- _What the task requires_:
Give as output the line that contains "Task: set one pin on each instance of the doorway", followed by every remaining line of the entries, unchanged and with nothing added.

- _Data in this exercise_:
★ ★ ★ ★

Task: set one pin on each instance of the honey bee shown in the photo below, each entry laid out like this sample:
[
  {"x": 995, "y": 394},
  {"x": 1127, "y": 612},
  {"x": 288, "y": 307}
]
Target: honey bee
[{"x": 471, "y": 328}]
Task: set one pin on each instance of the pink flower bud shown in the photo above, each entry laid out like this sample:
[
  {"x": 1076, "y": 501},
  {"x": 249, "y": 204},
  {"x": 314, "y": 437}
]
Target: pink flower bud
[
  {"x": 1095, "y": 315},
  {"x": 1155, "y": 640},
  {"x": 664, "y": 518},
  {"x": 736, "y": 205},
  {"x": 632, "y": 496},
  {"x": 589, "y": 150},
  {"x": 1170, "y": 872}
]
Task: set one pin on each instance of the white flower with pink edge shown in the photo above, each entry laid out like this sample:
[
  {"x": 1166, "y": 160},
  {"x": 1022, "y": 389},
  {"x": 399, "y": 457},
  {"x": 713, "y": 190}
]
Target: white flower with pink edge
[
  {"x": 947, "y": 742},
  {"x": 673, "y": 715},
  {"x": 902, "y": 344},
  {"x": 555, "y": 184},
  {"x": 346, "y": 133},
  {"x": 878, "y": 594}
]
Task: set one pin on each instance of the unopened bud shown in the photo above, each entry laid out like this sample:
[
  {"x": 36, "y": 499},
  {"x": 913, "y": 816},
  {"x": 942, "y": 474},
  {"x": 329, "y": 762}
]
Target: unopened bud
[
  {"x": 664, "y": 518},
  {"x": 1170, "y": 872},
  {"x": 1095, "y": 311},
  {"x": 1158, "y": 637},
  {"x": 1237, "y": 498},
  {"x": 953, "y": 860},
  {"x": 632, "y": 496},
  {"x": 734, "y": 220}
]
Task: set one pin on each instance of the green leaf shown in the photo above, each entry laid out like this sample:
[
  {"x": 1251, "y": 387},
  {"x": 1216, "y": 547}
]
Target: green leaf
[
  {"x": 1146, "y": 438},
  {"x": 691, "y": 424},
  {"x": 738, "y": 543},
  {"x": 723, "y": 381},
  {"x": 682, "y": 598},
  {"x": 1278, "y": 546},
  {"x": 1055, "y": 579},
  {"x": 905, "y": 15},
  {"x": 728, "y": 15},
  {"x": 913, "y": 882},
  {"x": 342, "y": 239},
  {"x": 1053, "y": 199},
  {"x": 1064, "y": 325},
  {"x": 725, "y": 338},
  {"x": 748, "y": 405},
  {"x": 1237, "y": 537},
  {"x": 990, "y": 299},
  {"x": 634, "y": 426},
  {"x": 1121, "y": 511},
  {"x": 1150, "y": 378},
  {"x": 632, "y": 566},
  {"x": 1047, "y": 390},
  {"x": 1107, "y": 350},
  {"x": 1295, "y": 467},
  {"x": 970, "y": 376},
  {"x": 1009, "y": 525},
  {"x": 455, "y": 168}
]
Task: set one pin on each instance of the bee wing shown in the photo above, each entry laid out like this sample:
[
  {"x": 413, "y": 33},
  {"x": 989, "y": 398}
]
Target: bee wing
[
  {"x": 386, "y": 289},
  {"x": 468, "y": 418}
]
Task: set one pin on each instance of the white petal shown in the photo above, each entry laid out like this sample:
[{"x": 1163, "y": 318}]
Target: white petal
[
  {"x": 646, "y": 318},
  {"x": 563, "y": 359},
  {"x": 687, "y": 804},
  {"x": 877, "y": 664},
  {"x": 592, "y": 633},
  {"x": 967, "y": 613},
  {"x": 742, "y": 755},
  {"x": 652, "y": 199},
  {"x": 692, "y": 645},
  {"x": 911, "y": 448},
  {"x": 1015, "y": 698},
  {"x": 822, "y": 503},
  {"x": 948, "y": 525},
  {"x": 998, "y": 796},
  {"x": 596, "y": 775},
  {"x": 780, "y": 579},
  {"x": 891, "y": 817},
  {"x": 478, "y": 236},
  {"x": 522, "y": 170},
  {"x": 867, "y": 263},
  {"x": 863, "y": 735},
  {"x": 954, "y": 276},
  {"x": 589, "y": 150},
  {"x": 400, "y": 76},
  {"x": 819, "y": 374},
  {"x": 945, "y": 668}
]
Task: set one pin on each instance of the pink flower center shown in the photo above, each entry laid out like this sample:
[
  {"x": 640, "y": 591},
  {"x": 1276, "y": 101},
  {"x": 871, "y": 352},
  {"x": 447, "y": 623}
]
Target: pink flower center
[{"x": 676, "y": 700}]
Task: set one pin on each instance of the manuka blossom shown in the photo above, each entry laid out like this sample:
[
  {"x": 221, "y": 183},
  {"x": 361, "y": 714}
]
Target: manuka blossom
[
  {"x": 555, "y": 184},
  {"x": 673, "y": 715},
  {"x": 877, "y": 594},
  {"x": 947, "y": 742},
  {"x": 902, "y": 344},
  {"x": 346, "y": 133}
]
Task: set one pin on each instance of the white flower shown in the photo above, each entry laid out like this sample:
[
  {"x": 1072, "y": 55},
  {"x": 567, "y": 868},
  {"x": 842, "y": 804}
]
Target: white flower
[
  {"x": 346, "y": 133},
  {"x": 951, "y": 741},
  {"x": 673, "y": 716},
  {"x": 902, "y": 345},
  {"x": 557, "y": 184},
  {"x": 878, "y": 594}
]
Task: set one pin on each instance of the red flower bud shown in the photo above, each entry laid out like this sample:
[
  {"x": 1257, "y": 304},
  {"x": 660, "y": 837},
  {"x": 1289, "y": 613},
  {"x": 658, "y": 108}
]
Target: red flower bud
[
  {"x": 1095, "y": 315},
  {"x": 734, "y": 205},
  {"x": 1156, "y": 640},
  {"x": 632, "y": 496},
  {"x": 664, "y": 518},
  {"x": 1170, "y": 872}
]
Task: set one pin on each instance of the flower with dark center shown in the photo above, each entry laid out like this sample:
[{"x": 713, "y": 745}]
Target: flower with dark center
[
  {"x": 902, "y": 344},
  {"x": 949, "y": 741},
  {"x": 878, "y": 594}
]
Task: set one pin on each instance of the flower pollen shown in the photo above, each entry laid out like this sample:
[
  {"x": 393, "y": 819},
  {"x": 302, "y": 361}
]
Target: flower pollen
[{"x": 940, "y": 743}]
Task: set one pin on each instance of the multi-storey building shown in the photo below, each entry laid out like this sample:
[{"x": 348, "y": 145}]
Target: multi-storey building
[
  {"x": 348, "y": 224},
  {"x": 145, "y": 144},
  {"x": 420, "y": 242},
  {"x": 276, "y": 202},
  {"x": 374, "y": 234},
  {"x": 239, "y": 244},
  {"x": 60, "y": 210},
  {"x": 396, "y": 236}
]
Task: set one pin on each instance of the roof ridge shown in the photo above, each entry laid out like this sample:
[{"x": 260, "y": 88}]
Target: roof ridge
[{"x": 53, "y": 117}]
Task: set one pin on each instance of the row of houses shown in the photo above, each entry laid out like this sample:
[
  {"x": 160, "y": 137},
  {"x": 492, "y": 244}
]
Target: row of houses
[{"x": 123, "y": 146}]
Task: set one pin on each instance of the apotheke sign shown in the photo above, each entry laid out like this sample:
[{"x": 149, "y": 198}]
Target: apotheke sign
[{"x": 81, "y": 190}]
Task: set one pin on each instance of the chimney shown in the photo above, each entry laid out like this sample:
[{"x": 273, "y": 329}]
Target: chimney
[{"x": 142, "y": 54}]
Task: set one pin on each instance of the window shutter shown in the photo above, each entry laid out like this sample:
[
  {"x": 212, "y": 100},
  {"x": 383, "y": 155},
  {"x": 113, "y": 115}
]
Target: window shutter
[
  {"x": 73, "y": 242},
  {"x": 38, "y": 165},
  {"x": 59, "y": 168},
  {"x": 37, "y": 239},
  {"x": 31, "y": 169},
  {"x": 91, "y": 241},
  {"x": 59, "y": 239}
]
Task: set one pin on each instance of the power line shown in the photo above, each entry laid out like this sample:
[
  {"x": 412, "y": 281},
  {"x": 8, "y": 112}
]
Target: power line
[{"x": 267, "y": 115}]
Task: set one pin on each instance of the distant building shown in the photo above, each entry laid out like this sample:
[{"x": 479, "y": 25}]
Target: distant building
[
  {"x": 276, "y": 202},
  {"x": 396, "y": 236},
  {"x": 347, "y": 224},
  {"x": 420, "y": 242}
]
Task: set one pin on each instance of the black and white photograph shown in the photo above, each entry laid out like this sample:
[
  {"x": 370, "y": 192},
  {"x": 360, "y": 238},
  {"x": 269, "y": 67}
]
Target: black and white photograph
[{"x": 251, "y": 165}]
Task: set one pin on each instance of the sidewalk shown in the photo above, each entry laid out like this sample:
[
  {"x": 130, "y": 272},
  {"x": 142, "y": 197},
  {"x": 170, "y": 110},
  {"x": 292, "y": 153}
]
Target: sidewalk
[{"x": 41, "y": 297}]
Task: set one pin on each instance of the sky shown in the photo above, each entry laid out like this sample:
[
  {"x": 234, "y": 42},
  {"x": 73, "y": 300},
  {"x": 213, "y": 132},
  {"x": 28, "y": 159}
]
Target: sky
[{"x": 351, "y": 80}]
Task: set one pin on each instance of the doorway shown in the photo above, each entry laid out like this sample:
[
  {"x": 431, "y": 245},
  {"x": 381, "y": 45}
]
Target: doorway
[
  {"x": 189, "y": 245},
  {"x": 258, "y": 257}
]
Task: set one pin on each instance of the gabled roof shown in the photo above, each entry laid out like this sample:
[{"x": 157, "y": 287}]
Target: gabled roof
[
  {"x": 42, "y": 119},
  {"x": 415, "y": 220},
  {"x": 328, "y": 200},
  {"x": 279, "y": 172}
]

★ ★ ★ ★

- _Finished task_:
Task: set one pin on each instance of the doorway shown in the photo above, each entry laid out like this sample:
[
  {"x": 431, "y": 245},
  {"x": 381, "y": 45}
]
Target: doorway
[
  {"x": 189, "y": 245},
  {"x": 258, "y": 257}
]
Task: set one pin on each instance of the gabled roof shown in the photo above, each entry laid out like this sample:
[{"x": 157, "y": 287}]
Target: gabled roof
[
  {"x": 42, "y": 119},
  {"x": 415, "y": 220},
  {"x": 328, "y": 200},
  {"x": 279, "y": 172}
]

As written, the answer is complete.